Extracted data entries:
□ □ □ □ □ □ □

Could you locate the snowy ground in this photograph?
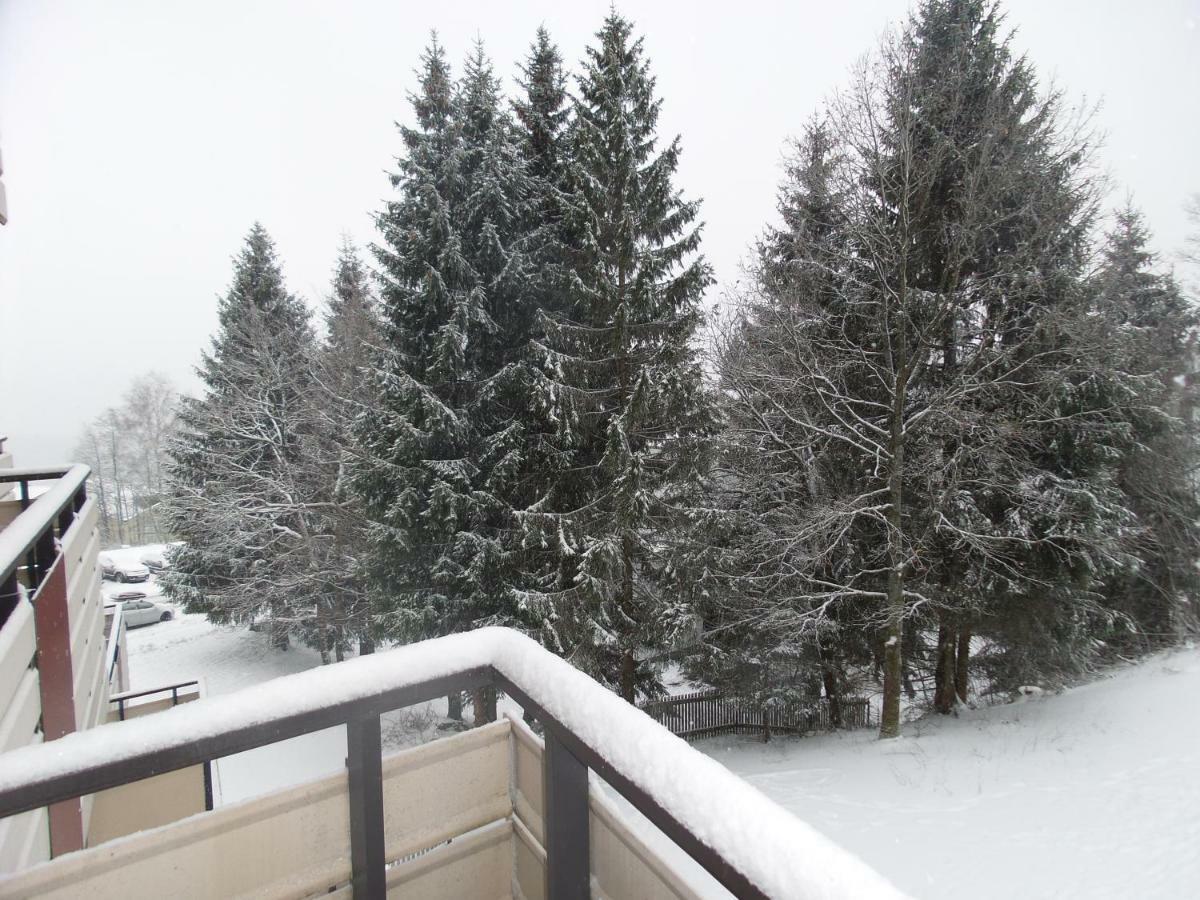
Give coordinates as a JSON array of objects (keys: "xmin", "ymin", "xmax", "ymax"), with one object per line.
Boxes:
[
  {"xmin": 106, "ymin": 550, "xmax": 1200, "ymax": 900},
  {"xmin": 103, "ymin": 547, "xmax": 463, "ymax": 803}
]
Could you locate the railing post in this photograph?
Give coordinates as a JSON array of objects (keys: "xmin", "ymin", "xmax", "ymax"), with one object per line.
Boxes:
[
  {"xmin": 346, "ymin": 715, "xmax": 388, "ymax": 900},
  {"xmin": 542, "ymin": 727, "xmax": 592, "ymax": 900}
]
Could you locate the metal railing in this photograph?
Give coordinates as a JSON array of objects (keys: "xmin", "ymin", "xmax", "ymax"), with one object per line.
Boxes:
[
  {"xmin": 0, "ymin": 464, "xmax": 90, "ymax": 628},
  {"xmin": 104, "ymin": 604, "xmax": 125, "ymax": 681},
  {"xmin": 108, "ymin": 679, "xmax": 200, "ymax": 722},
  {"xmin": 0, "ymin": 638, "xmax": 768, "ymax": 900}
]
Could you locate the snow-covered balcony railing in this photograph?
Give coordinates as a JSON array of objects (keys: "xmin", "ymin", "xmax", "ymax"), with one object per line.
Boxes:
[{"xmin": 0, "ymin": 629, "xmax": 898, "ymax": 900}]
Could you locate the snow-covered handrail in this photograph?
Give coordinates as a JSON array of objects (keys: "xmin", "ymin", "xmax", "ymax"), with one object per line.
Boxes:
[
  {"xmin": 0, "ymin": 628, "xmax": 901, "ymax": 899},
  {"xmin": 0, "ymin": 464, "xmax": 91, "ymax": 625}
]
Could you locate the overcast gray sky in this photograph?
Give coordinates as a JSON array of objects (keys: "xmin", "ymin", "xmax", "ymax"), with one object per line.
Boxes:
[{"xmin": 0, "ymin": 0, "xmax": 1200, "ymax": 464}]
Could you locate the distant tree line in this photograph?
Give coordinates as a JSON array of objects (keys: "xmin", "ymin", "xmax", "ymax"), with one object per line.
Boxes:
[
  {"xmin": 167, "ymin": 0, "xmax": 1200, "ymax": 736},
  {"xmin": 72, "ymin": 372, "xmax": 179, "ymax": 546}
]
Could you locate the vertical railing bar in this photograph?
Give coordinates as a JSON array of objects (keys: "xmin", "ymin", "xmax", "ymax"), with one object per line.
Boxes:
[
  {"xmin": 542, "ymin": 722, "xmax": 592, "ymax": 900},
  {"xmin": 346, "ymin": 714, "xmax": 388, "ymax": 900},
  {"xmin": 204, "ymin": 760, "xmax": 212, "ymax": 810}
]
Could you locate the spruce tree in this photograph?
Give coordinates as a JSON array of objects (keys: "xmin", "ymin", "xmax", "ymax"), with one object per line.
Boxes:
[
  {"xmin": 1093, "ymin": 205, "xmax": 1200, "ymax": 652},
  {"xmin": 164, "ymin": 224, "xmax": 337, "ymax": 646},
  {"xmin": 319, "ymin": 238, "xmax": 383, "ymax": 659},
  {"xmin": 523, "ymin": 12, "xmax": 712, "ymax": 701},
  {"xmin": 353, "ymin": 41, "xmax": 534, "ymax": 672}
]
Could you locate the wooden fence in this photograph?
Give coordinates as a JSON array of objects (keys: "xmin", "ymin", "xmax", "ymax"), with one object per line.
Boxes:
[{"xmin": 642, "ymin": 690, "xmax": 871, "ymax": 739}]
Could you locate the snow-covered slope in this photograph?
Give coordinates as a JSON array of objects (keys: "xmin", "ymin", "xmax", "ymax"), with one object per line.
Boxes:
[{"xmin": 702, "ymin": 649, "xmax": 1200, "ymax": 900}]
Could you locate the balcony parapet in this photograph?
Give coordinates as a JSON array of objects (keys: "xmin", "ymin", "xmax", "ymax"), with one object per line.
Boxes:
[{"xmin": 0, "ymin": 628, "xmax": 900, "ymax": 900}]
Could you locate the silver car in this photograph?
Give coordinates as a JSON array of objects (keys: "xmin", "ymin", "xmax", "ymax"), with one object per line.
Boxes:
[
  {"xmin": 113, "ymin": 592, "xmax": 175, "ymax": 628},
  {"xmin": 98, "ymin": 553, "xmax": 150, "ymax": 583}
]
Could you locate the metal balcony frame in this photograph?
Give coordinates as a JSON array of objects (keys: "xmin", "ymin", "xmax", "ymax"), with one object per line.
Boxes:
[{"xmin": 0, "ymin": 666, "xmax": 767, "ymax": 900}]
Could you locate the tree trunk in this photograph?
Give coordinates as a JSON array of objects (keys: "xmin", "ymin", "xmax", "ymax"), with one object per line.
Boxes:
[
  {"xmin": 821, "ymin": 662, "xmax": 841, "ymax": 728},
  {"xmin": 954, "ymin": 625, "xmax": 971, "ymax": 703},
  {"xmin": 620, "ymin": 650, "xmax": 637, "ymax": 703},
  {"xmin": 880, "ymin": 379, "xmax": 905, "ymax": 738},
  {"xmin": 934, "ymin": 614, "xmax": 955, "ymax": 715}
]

□ □ □ □ □ □ □

Problem statement:
The records above are to be restated exactly, without their pictures.

Output of the task:
Could you locate the snowy ground in this photograph?
Give coordinates as a JSON array of objects (keys: "xmin", "ymin", "xmax", "ymax"), with one object per line.
Boxes:
[
  {"xmin": 106, "ymin": 550, "xmax": 1200, "ymax": 900},
  {"xmin": 103, "ymin": 547, "xmax": 463, "ymax": 803}
]
Could you locate the railing post in this photograph?
Give coordinates as a JSON array of objects (keys: "xmin", "ymin", "xmax", "ymax"), with one object per line.
Boxes:
[
  {"xmin": 346, "ymin": 715, "xmax": 388, "ymax": 900},
  {"xmin": 542, "ymin": 727, "xmax": 592, "ymax": 900}
]
Could you locate the metal railing in this photograph?
Give coordinates as a JSON array of objects (keys: "xmin", "ymin", "xmax", "ymax"), with one object per line.
Boxes:
[
  {"xmin": 0, "ymin": 464, "xmax": 90, "ymax": 628},
  {"xmin": 104, "ymin": 604, "xmax": 125, "ymax": 681},
  {"xmin": 108, "ymin": 679, "xmax": 200, "ymax": 722},
  {"xmin": 0, "ymin": 638, "xmax": 768, "ymax": 900}
]
Could you locate the snow-covered balcony railing in this photograph?
Give coordinates as a JSON array of objects (keys: "xmin", "ymin", "xmax", "ymax"), with one object per line.
Boxes:
[{"xmin": 0, "ymin": 629, "xmax": 898, "ymax": 900}]
Could you locate the snow-covered handrail in this photograph?
Give coordinates as a JSON array of objects (keys: "xmin", "ymin", "xmax", "ymax"), with one object per line.
Boxes:
[
  {"xmin": 0, "ymin": 628, "xmax": 901, "ymax": 899},
  {"xmin": 0, "ymin": 464, "xmax": 91, "ymax": 625}
]
Could you locate the overcast gray sky in this photograph?
Give coordinates as a JSON array of objects (keys: "xmin", "ymin", "xmax", "ymax"), with one object per line.
Boxes:
[{"xmin": 0, "ymin": 0, "xmax": 1200, "ymax": 464}]
Could you locate the distant tree line in this photograph?
Give coordinates as a JSON array of objects (keys: "xmin", "ymin", "xmax", "ymax"), with one object per line.
Boxes:
[
  {"xmin": 167, "ymin": 0, "xmax": 1200, "ymax": 736},
  {"xmin": 72, "ymin": 372, "xmax": 179, "ymax": 546}
]
Could you locate the vertical railing bar in this photograph?
Give coordinates as a JSON array of objects (keys: "xmin", "ymin", "xmax", "ymax"), with one object per line.
Boxes:
[
  {"xmin": 542, "ymin": 722, "xmax": 592, "ymax": 900},
  {"xmin": 346, "ymin": 714, "xmax": 388, "ymax": 900},
  {"xmin": 204, "ymin": 760, "xmax": 212, "ymax": 810}
]
Could you locate the spruce tree in this photograph?
Give coordinates as a JSON array of objects (keys: "xmin", "ymin", "xmax", "ymax"), with one object per line.
Boxes:
[
  {"xmin": 1093, "ymin": 205, "xmax": 1200, "ymax": 652},
  {"xmin": 164, "ymin": 224, "xmax": 337, "ymax": 646},
  {"xmin": 319, "ymin": 238, "xmax": 383, "ymax": 659},
  {"xmin": 523, "ymin": 12, "xmax": 712, "ymax": 701},
  {"xmin": 353, "ymin": 41, "xmax": 534, "ymax": 672}
]
Could you locate the wooden fence in this photograph?
Give coordinates as a JSON array of objects (keys: "xmin", "ymin", "xmax", "ymax"), with one object per line.
Boxes:
[{"xmin": 642, "ymin": 690, "xmax": 871, "ymax": 739}]
Could you locate the snow-covered slope in this photograph?
Give coordinates as a JSON array of objects (keys: "xmin", "ymin", "xmax", "ymax"), with one object per line.
Boxes:
[{"xmin": 702, "ymin": 649, "xmax": 1200, "ymax": 900}]
Could you locate the balcony parapet in this photograph?
Give coordinates as a JSON array of objects (keys: "xmin", "ymin", "xmax", "ymax"), with one object per line.
Boxes:
[{"xmin": 0, "ymin": 628, "xmax": 900, "ymax": 900}]
Could you locate the silver car in this photograph?
Give coordinates as a JSON array of objects (keys: "xmin", "ymin", "xmax", "ymax"), with one object per line.
Boxes:
[
  {"xmin": 113, "ymin": 592, "xmax": 175, "ymax": 628},
  {"xmin": 98, "ymin": 553, "xmax": 150, "ymax": 583}
]
Could you locate the metal balcony frame in this photograph?
Give coordinates as a JSON array of objects (keys: "xmin", "ymin", "xmax", "ymax"), with one object per line.
Boxes:
[{"xmin": 0, "ymin": 666, "xmax": 767, "ymax": 900}]
Could you locate the tree trunk in this photograph?
Give coordinates as a JSON array of objects (keys: "xmin", "ymin", "xmax", "ymax"), with one object per line.
Boxes:
[
  {"xmin": 821, "ymin": 662, "xmax": 841, "ymax": 728},
  {"xmin": 954, "ymin": 625, "xmax": 971, "ymax": 703},
  {"xmin": 620, "ymin": 650, "xmax": 637, "ymax": 703},
  {"xmin": 880, "ymin": 379, "xmax": 905, "ymax": 738},
  {"xmin": 934, "ymin": 614, "xmax": 955, "ymax": 715}
]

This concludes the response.